## TEXT SECTION
※ ※ ※

Interactive Theatre International

Genre: Improvised Theatre

Venue: B’est Restaurant


Low Down

This globe-trotting show has been selling out at Edinburgh Fringe every year since 2008. Still fans return time and again, knowing that only a third of the show is scripted, so everything stays fresh. Basil, Sybil and Manuel serve up their madcap mayhem and a three-course meal with the audience as diners in their hotel. It’s two hours of fully immersive, highly improvised and site-specific comedy theatre. Just don’t mention the war!


 A certain much-beloved and much-admired publisher of FringeReview has the unfortunate habit of speaking truth to improv. “Improv” he has been heard to say, “has gone stale. Not enough of it is unique to a particular performance. It’s all too staged. The golden age of shows such as Whose Line is it Anyway is past.” Certainly improv in the early 21st century has struggled to find a fresh format allowing performers to best demonstrate their range, reach and focus. It all seems very dull and hopeless. And then you find yourself standing in the queue for Faulty Towers The Dining Experience.

We are gathered beside B’est Restaurant – an eatery ideally situated between Bristo Square and the Pleasance. The crowd is big. There’s at least one office party in the house. Drinks are being served from a temporary bar by a bemused young waiter of foreign extraction who is getting expert in giving off what Jung identified as the ‘I-am-a-real-waiter-and-not-part-of-this-spoof-on-the-service-sector vibe.’ In a country not renowned for its approach to customer service, the fear of immediate, direct physical comparison with a certain mustachioed Barcelonian has a wonderful effect. My companion’s large denomination note cannot be broken but he is permitted to keep it and we can take our drinks away while change is gathered. Would that have happened without the spirit of Manuel lurking in the wings?

※ ※ ※

## INFORMATION PROVIDED
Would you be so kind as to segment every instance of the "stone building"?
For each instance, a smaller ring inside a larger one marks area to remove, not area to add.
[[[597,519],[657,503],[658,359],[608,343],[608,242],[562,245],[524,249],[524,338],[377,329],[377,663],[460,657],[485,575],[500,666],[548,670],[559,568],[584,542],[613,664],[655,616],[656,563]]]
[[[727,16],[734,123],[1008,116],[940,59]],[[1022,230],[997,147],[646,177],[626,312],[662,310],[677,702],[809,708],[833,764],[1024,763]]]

※ ※ ※

## TASKS FOR THIS EXERCISE
1 - Answer these from the Faulty Towers review:
(a) Since what year has the show been selling out at Edinburgh Fringe?
(b) How much of the show is scripted?
(c) Between which two places is B’est Restaurant situated?
2 - Please carry on the review of Faulty Towers The Dining Experience from the point where it stops.

## ANSWERS TO THE EXERCISE
1 -
(a) 2008
(b) A third
(c) Bristo Square and the Pleasance

2 -
The bar tab, it turns out later, will make this a pricey night. The booze selection is modest. The wine is uninteresting. The beer less so. In fact, the only thing I’d change about this show are the ruinous drinks prices. £5 for a plastic glass of unaged vinegar is a bit steep. The show on the other hand is not only vintage Towers but the most exciting, pacy and disciplined piece of improv theatre to be seen in this young but promising century.


Rob Langston and Donna Gray are the unhappily married hoteliers with Terence Frisch as their put-upon employee. They shimmer into the crowd. Clearly this is going to be theatre in the all around, up close and very personal. The entertainment begins with a crowd-pleasing series of physical puns on themes familiar to Towers fans. The show bubbles with such riffs which appear, expand and burst out with a delightful charm and sparkle. “Serve the nibbles!” demands Langston, in a voice perspiring with so much catatonic fury. “Sí” responds Frisch crisply before ascending a step ladder and batting peanuts into the crowd. They say he who would pick a pun would pick a pocket – but through tears of laughter I don’t feel short changed.


Many pop-up Fringe venues struggle with sightlines. It’s not unknown for an audience to see straight into the wings where Edward VIII will be wandering around in his robot socks and CK pants. Since there are no wings Towers has no sightlines. The constitutional framers of the Audience’s Democratic Republic of Improv did not care if life for the actor is solitary, poor, nasty, brutish and short. In a room filled with an increasingly boozy clientele, where a pissed random from the pub next door wanders in to see what the noise is about, the temptation to break character before running off into the night must be overwhelming. My chief delight of the evening is to summon Langston (I am too polite to click) by calling ‘waiter!’ at him. He doesn’t actually hit me as through clenched teeth he explains for the 3rd time that he is the manager but the menace is there all the same.


The Current Mrs Dan hates audience participation. We don’t talk about the Richard Herring Incident. The genius of Towers as a production is how relaxing the chaos becomes. There is no sign that she is uncomfortable as Frisch starts headbutting her or when Gray showers her in peanuts – in fact she’s laughing like a drain. For all that this is a very big performance, three actors stepping into and comfortably filling VERY big shoes, there is subtlety and grace. Gutzon Borglum would have been proud and happy to have sculpted it.


This improv cannot be improved.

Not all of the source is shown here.